Exercise objective:
Beneath this task are records; print exactly the stretch of them from the line with "Target: dense tree line" through the line with "instance: [(8, 5)]", both ends included.

Data supplied:
=-=-=

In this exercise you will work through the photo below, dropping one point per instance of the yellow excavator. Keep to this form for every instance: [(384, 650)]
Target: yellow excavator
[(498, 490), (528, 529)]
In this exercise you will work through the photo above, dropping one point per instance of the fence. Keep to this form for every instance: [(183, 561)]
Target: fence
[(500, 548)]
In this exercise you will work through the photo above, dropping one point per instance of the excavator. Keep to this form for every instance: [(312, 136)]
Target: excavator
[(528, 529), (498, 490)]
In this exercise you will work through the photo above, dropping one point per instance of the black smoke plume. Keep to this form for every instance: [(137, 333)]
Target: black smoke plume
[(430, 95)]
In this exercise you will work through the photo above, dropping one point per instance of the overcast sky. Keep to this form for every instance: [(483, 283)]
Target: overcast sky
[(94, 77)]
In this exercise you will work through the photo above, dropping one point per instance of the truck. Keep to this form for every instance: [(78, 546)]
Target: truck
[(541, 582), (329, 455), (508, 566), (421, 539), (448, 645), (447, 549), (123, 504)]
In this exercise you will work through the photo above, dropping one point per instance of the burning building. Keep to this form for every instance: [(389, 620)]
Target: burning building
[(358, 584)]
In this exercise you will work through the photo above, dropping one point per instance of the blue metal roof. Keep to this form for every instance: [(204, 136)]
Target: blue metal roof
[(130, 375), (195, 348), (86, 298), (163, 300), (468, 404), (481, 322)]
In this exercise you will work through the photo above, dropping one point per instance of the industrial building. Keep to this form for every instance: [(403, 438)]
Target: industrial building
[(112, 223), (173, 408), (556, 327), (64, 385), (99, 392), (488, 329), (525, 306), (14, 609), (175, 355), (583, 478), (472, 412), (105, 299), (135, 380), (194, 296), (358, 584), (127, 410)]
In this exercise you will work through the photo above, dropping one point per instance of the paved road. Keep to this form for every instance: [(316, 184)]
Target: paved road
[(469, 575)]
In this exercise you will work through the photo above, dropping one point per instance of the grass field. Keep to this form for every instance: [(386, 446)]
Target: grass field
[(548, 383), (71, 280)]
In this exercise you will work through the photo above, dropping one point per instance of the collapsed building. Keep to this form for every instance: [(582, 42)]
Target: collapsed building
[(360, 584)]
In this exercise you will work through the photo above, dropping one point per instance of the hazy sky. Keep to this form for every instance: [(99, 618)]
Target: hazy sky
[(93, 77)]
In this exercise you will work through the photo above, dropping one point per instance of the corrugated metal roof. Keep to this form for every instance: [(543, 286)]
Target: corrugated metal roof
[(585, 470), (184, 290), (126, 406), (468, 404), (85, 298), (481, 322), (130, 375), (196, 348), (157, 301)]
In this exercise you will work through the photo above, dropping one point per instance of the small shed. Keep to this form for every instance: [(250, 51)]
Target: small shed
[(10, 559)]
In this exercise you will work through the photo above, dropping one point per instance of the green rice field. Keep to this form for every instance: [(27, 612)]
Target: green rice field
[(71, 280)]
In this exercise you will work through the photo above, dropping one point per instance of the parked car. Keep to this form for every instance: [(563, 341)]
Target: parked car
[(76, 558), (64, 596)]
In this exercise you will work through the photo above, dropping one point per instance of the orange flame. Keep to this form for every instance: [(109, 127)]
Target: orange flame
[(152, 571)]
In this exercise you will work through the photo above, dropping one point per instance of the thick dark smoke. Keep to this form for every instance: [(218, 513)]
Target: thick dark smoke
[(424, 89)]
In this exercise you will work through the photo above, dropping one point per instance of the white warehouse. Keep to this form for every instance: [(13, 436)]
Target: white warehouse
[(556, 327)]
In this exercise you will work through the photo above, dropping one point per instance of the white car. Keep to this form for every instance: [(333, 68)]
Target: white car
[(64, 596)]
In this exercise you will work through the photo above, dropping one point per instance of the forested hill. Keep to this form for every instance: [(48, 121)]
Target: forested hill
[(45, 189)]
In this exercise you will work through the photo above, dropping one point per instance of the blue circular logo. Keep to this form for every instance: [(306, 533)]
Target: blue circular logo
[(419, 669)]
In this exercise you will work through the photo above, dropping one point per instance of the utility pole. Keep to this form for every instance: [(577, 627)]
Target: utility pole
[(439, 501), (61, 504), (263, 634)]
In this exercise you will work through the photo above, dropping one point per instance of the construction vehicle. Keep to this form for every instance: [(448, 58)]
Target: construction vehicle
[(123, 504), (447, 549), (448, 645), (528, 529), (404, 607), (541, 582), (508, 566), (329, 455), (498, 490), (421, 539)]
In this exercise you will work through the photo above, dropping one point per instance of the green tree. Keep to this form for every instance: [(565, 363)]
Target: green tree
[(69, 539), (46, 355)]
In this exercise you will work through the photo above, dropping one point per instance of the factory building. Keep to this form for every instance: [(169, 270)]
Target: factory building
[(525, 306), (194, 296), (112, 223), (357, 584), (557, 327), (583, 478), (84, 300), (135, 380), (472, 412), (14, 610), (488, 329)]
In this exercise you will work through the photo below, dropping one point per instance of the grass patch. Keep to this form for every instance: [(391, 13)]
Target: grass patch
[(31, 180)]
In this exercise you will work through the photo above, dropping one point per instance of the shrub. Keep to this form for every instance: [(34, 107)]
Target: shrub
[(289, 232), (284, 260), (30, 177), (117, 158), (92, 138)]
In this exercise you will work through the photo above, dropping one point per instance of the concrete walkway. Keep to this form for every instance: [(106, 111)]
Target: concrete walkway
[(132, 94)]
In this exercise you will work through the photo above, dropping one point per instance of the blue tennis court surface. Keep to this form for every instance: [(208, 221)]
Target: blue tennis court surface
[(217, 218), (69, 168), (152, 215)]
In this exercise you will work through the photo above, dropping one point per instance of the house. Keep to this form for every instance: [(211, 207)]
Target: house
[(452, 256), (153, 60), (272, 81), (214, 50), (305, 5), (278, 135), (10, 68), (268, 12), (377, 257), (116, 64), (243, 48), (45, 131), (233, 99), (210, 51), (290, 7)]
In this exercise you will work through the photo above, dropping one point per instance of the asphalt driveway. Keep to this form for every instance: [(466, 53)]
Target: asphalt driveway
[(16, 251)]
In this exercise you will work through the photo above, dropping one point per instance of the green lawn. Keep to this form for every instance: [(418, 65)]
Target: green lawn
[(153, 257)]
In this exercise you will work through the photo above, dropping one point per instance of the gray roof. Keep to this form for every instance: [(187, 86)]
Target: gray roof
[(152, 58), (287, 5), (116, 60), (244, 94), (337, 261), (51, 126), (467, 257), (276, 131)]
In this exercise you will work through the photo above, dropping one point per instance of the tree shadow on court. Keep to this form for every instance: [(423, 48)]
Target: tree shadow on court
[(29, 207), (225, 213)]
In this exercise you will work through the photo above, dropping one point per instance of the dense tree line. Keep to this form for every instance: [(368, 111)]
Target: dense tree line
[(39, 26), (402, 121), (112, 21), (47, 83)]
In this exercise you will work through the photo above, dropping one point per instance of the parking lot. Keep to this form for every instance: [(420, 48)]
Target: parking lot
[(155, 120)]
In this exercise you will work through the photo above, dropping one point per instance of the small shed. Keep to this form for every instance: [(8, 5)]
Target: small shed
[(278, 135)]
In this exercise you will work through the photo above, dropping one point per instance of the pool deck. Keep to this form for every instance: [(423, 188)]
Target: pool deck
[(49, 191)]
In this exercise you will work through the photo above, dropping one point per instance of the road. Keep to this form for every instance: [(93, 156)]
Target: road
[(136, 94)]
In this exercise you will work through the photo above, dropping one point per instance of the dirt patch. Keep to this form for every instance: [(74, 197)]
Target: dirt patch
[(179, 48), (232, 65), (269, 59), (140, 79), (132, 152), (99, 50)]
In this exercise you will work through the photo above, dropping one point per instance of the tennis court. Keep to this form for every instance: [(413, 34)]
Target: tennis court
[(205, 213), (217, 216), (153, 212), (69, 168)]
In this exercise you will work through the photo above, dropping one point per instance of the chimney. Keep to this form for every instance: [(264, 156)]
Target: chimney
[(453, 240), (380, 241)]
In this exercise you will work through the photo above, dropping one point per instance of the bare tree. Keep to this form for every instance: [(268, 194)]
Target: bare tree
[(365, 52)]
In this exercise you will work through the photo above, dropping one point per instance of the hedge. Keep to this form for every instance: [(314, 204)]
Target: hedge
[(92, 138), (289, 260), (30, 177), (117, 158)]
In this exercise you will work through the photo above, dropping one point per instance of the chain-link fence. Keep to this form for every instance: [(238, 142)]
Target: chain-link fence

=-=-=

Answer to this exercise:
Target: dense tree line
[(39, 26), (402, 121), (112, 21), (47, 83)]
In this exercise you will work through the photo above, dropping one point per instance of the parking lot. Keep to this form for every instance: [(420, 48)]
Target: parking lot
[(155, 120)]
In this exercise you will work through the photo above, dropping one point per instance of the small shed. Keep to this form for every instance: [(8, 5)]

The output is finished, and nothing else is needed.